=== SOURCE EXTRACT ===
------------------------
# How low will it go? (50L)



## Rmafive (Feb 19, 2013)

Hey guys,

I've been holding off on purchasing a 50L until the price dropped during a rebate program. Right now Amazon just released that it will be selling it for $1399 on Feb. 24. I remember early-mid December it was going for $1299, but I was too indecisive then to buy it! Do you think this is as low as it will go or will competition continue to drive it down?


----------



## Hobby Shooter (Feb 19, 2013)

I wouldn't bet on it. Why should they really?


----------



## BL (Feb 19, 2013)

http://www.canonpricewatch.com/product/00592/Canon-EF-50mm-f1.2L-USM-price.html

based on this trend, looks like the last time it hit $1300 was back in 2009.

likely not it would seem?


----------



## Menace (Feb 19, 2013)

How long have you waited to get this lens? Are you missing shots by not having this lens? If you don't need it urgently then by all means wait and see if price drops further.

Personally, I won't be able to put off buying a new L lens for a chance of possibly saving an extra $100 when I'm already paying $1299/$1399. 

Hope you get the lens soon and start enjoying it.

IMHO as always

Cheers


----------



## mingyuansung (Feb 19, 2013)

No one can predict the future. $1399 is still a good price unless you want to buy used on eBay. Buy it if you want it I would suggest. Thanks.


----------



## Zlatko (Feb 19, 2013)

There is no way to know. I don't think competition drives the price so much as exchange rates, available inventory, and near-term sales goals.


----------



## HoneyBadger (Feb 19, 2013)

It was 1299 for the last 2 months basically before the previous rebate ended. I would actually be surprised if it doesn't reach that price again. I almost bought it but for 1299 there are many other lenses I would rather have or put money towards. So basically, just wait. Within a month I bet it will be 1299 on amazon or BHphoto. Now that rebates are active.... some competitive pricing will start.


----------



## pwp (Feb 19, 2013)

If you need this particular lens, just go and get one. Why fret over a couple of hundred bucks? If cash is an issue and you need a very high quality, bright 50mm why not take a serious look at the very highly regarded Sigma 50mm f/1.4?

-PW


----------



## Rienzphotoz (Feb 19, 2013)

Menace said:


> How long have you waited to get this lens? Are you missing shots by not having this lens? If you don't need it urgently then by all means wait and see if price drops further.
> 
> Personally, I won't be able to put off buying a new L lens for a chance of possibly saving an extra $100 when I'm already paying $1299/$1399.
> 
> ...


+1


----------



## TrumpetPower! (Feb 19, 2013)
------------------------
=== PROVIDED INFORMATION ===
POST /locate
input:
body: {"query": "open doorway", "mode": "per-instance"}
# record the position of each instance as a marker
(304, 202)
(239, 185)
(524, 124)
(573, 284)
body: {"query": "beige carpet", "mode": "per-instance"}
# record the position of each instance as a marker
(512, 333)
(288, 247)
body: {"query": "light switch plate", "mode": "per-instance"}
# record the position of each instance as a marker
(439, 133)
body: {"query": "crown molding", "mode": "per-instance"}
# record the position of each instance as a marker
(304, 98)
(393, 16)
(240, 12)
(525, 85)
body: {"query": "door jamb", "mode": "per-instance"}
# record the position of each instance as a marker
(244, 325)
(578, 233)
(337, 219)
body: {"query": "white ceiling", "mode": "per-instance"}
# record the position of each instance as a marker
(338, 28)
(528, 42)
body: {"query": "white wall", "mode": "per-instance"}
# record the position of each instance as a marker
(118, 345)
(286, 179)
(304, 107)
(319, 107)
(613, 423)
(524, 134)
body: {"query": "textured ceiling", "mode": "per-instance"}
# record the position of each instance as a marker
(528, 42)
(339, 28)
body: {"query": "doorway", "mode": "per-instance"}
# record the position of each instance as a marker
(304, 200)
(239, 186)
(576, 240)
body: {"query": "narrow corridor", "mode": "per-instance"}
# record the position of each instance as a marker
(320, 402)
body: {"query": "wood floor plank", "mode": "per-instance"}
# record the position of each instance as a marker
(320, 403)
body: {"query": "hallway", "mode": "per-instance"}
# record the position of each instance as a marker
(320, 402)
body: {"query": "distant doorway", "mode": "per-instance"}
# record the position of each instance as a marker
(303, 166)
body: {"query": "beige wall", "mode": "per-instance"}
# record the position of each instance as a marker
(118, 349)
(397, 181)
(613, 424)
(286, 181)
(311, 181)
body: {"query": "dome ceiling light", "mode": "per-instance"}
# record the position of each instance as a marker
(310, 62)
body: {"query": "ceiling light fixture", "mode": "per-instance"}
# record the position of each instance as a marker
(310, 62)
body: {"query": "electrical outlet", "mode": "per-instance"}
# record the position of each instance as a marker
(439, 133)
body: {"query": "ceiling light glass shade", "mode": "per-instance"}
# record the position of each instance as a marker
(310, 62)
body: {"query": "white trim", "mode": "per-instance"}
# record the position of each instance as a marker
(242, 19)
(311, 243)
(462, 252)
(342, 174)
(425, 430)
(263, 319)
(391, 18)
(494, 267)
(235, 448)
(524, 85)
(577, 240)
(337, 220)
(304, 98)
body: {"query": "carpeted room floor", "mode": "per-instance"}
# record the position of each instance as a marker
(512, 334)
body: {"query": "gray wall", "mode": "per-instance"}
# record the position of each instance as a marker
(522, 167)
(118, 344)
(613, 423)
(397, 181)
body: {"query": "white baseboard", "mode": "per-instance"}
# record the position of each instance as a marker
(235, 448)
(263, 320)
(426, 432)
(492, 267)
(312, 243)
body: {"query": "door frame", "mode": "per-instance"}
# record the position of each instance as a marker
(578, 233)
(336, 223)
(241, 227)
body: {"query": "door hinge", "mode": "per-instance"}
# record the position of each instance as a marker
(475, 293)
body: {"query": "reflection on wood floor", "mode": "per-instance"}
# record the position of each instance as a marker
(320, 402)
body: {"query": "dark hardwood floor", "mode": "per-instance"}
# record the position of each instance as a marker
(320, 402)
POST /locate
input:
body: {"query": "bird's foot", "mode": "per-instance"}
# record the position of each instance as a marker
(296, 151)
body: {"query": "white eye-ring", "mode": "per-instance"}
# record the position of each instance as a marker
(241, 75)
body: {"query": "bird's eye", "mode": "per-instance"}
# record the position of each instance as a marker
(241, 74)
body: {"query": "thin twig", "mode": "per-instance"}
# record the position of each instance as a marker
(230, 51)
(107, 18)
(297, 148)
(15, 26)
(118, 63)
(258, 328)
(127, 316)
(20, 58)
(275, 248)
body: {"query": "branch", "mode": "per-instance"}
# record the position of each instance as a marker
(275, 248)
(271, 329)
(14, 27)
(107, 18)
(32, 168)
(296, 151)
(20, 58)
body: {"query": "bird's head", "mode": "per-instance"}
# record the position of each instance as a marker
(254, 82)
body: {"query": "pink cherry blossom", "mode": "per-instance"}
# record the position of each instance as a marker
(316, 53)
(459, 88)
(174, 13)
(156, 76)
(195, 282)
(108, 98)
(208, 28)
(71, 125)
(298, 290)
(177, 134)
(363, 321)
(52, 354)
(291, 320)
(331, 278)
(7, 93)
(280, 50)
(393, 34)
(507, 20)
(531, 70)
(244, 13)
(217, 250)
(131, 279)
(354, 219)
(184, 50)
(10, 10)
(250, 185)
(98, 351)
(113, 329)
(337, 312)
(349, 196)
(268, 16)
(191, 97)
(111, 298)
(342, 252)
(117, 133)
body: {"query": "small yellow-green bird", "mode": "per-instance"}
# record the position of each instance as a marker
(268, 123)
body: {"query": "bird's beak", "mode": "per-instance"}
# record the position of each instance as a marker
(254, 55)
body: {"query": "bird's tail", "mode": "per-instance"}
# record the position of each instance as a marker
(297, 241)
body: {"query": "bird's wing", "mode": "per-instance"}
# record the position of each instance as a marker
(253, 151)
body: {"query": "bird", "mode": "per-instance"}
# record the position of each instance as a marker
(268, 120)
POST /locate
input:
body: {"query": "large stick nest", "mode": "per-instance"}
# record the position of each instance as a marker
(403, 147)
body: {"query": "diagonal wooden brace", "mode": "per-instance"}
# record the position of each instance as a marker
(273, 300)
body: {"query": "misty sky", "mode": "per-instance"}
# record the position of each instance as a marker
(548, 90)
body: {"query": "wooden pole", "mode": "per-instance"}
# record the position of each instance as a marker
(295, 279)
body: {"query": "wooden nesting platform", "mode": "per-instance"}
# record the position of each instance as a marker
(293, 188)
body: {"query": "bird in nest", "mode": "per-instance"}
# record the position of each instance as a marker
------------------------
=== GIVEN REQUEST 1 ===
Copy the 50L price thread word for word, everything from "## Zlatko (Feb" down to "near-term sales goals.".
=== GIVEN REQUEST 2 ===
Carry on the 50L price thread from its final line.
The rows have no connection to the 50L price thread.

=== EXPECTED OUTPUT 1 ===
## Zlatko (Feb 19, 2013)

There is no way to know. I don't think competition drives the price so much as exchange rates, available inventory, and near-term sales goals.

=== EXPECTED OUTPUT 2 ===
If $100 means so much to you that you'll hold off for months to buy this lens, then this lens most emphatically isn't for you.

The 50 f/1.4 is a superlative lens that even generally outperforms the L. For double your money you get an extra fraction of a stop and "superior build quality." Big whoop. It has _got_ to be the worst bang-for-the-buck in the Canon lineup.

If you really need that extra fraction of a stop, then you're making enough money off your photography that you're not sweating over $100. If it's build quality that you're interested in, put the extra $800 into a bank account. After several years of heavy use when the f/1.4 finally breaks, toss it and use the money you set aside to buy a second one. You'll still come out ahead.

In short, this lens is for people for whom $1500 is chump change. If your reaction at discovering that your car needed $1500 of repairs would be anything beyond mild annoyance, don't buy this lens.

(If you _do_ have that kind of money, sure, go for it. Why not?)

Cheers,

b&


----------



## justsomedude (Feb 20, 2013)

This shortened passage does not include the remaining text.